Game Pile: Ring Fit Adventures

Ah, the best of intentions.

I bought Ring Fit Adventure during the August 2020 lockdown. I bought it from a local business, so it could be delivered cheaply. When it arrived, I unboxed it, showed it to Elli and to Fox, and left it next to the TV for two weeks. I did this because Fox would go to bed at night, and take the Switch with her, meaning that I did not have a joycon-powered way to play the game. I did not check if I could use the spare joycons on my Switch Lite. I did not ask Fox to make space for me.

I just… ignored it for a little while. You know the thinking?

Tomorrow. Tomorrow. I’ll start.

I started using it on September the 4th, in 2020. I took notes, for my first twelve days. Twelve! I thought I’d have a lot more than that. And that was two years ago, with this article staying in draft form for oh so long.

I think that Ring Fit Adventures is pretty good. It’s remarkably nonjudgmental game which makes its particular focus of exercise interesting. I got it to get myself an outlet for exercise that I could maintain under lockdown conditions, when normally, I would be travelling around and doing things… and also, I know that I’m getting older and should have a more regular exercise schedule. It seems pretty good at what it’s doing and it didn’t make me feel bad.

I did, however, feel bad.

Content Warning: Under the fold is less of your typical ‘game review’ or critical engagement with the game text. It’s much more of a diary examining myself and my feelings about this game and how I struggled with it. There’s some reflections on my relationship to my body and I’m honestly embarrassed of it, but I think I need to fight that embarrassment and present a fair account of this game.

Day One

One of the things I learned was that my thighs are … problematic. See, apparently the only part of my body that’s well developed in any way are my thighs. They’re quite muscular, but they are also tapered down to the knee. Which means just by dint of leaving myself standing still, the blue joycon sliiiides down my leg, meaning that about once a level, I need to pull it up and restrap it.

GIVEN TASK 1 >>
Update the records starting at the first line and ending at the line containing "33), (270, 20)]", replacing "tree bark" with "oak bark" and keeping everything else the same. Give back only those lines.
The text and the records are unrelated material.

DATA ROWS >>
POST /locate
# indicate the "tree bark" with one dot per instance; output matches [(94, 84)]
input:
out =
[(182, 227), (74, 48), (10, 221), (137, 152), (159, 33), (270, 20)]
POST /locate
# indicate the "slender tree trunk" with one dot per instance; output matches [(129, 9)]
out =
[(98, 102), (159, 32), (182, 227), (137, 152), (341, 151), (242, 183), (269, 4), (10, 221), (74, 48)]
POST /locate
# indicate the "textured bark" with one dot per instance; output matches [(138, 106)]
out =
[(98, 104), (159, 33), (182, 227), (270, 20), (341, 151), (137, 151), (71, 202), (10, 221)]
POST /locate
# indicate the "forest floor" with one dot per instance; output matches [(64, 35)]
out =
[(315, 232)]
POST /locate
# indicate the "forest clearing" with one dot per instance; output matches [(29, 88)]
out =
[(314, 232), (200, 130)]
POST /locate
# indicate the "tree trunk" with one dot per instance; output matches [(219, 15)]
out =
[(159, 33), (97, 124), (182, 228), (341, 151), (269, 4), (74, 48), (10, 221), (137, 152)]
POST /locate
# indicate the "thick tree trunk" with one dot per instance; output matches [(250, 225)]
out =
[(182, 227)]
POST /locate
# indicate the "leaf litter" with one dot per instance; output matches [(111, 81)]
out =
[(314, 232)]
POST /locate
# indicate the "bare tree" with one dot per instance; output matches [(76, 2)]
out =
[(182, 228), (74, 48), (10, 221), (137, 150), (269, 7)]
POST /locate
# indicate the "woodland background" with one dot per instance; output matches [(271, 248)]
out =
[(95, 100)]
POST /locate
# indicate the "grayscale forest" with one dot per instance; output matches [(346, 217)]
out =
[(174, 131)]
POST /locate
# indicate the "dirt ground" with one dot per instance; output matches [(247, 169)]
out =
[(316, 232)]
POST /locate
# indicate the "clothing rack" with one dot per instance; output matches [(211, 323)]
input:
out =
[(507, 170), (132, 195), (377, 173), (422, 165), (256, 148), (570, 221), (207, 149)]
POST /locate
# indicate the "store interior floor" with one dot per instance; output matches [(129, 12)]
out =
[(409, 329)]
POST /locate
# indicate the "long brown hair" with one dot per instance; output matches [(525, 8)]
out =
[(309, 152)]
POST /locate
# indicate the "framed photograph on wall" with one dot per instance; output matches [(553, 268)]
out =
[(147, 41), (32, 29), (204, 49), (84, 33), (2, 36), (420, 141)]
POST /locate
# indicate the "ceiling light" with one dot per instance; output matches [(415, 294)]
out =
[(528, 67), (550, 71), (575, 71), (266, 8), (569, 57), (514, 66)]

GIVEN TASK 2 >>
According to the Ring Fit Adventure review, on what date did the writer start using the game?

PROBLEM SOLUTION 1 >>
POST /locate
# indicate the "oak bark" with one dot per instance; output matches [(94, 84)]
input:
out =
[(182, 227), (74, 48), (10, 221), (137, 152), (159, 33), (270, 20)]

PROBLEM SOLUTION 2 >>
September 4, 2020.